_INSTRUCTIONS TO FOLLOW_:
Retype the full set of records. Keep every character identical.

* * * * * * *

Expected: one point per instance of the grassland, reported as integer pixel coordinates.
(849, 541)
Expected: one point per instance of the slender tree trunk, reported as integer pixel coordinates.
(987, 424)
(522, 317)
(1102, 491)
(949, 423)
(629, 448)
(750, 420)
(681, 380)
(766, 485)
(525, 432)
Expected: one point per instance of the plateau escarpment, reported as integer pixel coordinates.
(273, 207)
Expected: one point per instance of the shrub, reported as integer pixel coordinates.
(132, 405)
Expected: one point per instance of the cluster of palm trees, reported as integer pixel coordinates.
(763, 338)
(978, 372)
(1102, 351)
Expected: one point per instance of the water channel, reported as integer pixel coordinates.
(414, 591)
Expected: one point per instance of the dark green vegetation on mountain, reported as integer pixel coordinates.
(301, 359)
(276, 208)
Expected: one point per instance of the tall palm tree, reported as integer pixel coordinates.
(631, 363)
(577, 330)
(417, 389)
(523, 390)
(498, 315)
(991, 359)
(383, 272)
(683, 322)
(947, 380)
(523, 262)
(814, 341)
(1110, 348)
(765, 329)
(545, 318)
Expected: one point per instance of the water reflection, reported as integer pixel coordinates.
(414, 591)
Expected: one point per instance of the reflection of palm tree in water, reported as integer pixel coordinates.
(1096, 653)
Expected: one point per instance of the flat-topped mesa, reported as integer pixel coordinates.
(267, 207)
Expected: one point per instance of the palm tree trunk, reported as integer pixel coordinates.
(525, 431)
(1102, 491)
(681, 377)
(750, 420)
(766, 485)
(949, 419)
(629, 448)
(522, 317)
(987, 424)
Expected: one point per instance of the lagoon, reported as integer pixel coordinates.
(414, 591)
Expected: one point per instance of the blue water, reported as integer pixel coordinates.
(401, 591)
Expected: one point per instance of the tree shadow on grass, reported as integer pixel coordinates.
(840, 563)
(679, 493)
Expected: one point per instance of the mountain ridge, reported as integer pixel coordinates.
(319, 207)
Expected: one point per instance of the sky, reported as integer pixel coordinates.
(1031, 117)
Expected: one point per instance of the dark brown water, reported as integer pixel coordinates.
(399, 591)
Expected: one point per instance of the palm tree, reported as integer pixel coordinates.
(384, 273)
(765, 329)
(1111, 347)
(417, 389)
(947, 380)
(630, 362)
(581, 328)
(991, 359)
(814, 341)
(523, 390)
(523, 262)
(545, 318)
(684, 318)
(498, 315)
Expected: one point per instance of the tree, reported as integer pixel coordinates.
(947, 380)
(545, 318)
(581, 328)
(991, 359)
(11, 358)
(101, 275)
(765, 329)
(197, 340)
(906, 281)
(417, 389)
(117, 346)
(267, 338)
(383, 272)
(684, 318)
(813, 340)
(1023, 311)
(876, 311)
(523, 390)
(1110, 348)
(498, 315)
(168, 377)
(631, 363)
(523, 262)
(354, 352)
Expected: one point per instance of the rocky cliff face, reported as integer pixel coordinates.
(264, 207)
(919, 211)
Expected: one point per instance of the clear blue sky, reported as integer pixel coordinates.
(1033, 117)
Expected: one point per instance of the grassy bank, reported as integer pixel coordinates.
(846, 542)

* * * * * * *

_RESULT BELOW_:
Expected: one point per instance of the grassland, reported as integer pixel coordinates.
(849, 541)
Expected: one point per instance of the slender tree trunk, reported as integer pixel coordinates.
(987, 424)
(522, 317)
(1102, 491)
(949, 423)
(629, 448)
(750, 420)
(681, 380)
(766, 485)
(525, 432)
Expected: one point per instance of the plateau escarpment, reported as integer pixel coordinates.
(273, 207)
Expected: one point per instance of the shrub, reported as integer pixel coordinates.
(132, 405)
Expected: one point per instance of the cluster of palm trees, reported as integer pixel coordinates.
(763, 338)
(978, 372)
(1102, 351)
Expected: one point per instance of the water channel, reported as integer pixel coordinates.
(414, 591)
Expected: one point per instance of the dark green vegetation on mountain, reported as integer pixel coordinates.
(301, 359)
(276, 208)
Expected: one point per instance of the tall palm tree, reported as integer pixel coordinates.
(631, 363)
(577, 330)
(417, 389)
(523, 390)
(498, 315)
(991, 359)
(383, 272)
(683, 322)
(947, 380)
(523, 262)
(814, 341)
(1110, 348)
(765, 329)
(545, 318)
Expected: one point per instance of the water reflection, reported as integer pixel coordinates.
(414, 591)
Expected: one point per instance of the reflection of palm tree in water, reported as integer pixel coordinates.
(1096, 653)
Expected: one point per instance of the flat-topped mesa, reported as integer pixel coordinates.
(267, 207)
Expected: one point per instance of the palm tree trunk, reported as integer pixel coordinates.
(525, 431)
(1102, 491)
(681, 377)
(750, 420)
(766, 485)
(949, 419)
(629, 448)
(522, 317)
(987, 424)
Expected: one point per instance of the lagoon, reported as integer pixel coordinates.
(414, 591)
Expected: one point per instance of the blue water, reported as integer pixel coordinates.
(401, 591)
Expected: one point per instance of the tree shadow on grass, reported as integer pixel coordinates.
(840, 563)
(679, 493)
Expected: one point per instance of the mountain ridge, reported as integer pixel coordinates.
(319, 207)
Expected: one point per instance of the sky, reported as integer pixel coordinates.
(1031, 117)
Expected: one point per instance of the dark brown water, reported as integer pixel coordinates.
(399, 591)
Expected: one point per instance of the palm tree, reported as integer pixel coordinates.
(384, 273)
(765, 329)
(1111, 347)
(417, 389)
(947, 380)
(630, 362)
(581, 328)
(991, 359)
(814, 341)
(523, 390)
(523, 262)
(545, 318)
(684, 318)
(498, 315)
Expected: one point per instance of the tree, reported as integer pixel coordinates.
(947, 380)
(545, 318)
(581, 328)
(991, 359)
(11, 358)
(101, 275)
(765, 329)
(197, 340)
(906, 281)
(417, 389)
(117, 346)
(267, 338)
(383, 272)
(684, 318)
(813, 340)
(1023, 311)
(876, 311)
(523, 390)
(1110, 348)
(498, 315)
(168, 377)
(631, 363)
(523, 262)
(354, 352)
Expected: one point per instance of the rocky cliff face, reported as integer pixel coordinates.
(264, 207)
(919, 211)
Expected: one point per instance of the clear blue sky, reported as integer pixel coordinates.
(1033, 117)
Expected: one point per instance of the grassy bank, reported as integer pixel coordinates.
(846, 542)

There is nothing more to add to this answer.